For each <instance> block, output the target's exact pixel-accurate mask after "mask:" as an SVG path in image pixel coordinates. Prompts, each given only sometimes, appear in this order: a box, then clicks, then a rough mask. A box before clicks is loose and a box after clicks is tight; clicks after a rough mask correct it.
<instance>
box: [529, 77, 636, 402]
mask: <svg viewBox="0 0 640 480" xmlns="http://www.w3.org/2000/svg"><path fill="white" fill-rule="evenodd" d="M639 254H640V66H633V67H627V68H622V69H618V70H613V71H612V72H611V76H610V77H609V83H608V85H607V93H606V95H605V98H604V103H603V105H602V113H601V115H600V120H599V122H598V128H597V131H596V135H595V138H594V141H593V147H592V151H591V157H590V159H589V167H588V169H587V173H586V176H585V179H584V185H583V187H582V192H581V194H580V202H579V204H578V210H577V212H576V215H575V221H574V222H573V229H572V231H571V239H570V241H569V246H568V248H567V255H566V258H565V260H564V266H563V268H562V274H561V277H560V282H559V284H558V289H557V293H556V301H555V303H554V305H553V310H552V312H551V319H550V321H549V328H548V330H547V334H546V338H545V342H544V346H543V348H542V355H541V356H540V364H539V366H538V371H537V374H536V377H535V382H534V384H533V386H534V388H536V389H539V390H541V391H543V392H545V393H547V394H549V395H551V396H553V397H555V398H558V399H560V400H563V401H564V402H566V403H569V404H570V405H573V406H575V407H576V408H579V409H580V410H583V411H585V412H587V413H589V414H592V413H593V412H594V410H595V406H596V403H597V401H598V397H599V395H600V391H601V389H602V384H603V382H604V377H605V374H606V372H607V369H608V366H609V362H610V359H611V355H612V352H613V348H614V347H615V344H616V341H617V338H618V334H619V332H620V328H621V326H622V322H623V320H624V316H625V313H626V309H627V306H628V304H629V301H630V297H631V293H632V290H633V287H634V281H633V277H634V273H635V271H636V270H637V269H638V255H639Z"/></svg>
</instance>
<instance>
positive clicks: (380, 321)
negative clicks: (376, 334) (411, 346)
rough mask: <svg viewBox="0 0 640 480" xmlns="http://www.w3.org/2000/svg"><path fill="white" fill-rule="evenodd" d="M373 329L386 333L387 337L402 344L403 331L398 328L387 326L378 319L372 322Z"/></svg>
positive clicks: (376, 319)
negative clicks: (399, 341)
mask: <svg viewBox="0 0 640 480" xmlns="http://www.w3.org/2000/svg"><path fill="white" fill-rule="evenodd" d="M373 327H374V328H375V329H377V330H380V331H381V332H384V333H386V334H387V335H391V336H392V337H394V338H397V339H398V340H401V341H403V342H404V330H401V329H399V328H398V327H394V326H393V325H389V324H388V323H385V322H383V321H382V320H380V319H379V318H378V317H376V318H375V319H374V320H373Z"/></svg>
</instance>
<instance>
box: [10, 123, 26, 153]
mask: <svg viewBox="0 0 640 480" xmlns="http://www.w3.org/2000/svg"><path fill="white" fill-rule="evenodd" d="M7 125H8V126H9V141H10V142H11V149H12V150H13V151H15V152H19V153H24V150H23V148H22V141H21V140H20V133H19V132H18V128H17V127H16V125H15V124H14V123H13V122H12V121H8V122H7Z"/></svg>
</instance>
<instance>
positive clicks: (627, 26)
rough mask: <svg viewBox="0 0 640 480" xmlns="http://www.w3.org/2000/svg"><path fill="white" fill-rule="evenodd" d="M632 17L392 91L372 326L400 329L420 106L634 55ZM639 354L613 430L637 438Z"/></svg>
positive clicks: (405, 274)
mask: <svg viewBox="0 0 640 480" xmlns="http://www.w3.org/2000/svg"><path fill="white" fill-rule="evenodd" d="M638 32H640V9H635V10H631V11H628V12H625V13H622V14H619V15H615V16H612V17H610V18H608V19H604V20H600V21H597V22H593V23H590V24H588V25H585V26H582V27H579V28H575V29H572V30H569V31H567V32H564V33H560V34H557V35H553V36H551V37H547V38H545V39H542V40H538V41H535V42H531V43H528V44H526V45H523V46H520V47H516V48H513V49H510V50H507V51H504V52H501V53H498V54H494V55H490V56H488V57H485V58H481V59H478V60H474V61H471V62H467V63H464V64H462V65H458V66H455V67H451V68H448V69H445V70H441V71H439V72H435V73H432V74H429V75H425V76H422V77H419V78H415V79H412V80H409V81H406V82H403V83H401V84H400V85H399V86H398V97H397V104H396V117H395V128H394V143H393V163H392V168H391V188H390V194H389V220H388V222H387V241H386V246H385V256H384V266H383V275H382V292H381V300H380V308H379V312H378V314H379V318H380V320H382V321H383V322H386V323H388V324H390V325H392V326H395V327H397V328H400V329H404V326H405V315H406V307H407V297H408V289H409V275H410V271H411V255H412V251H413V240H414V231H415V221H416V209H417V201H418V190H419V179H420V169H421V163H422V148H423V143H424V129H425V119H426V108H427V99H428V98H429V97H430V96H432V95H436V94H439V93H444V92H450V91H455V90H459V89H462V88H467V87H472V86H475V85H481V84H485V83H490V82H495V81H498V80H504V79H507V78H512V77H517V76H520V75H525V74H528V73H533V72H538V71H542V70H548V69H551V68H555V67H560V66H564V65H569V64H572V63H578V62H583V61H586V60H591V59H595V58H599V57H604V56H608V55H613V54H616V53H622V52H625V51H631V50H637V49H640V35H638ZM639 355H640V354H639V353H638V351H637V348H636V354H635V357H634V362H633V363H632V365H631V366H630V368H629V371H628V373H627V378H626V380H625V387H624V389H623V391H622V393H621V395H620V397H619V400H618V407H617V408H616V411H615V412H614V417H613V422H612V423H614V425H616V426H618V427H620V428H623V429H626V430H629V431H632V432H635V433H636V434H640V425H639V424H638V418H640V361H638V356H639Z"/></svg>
********
*WHAT THE EXERCISE ASKS*: Could you format the lines above as a numbered list, starting with the first line and stopping after the line that contains "box: [529, 77, 636, 402]", with any blank lines left out?

*REPLY TO THE EXERCISE*:
1. For each <instance> block, output the target's exact pixel-accurate mask after "mask:" as an SVG path in image pixel coordinates. Prompts, each given only sometimes, appear in this order: a box, then clicks, then a rough mask. A box before clicks is loose and a box after clicks is tight; clicks after a rough mask correct it.
2. <instance>
3. box: [529, 77, 636, 402]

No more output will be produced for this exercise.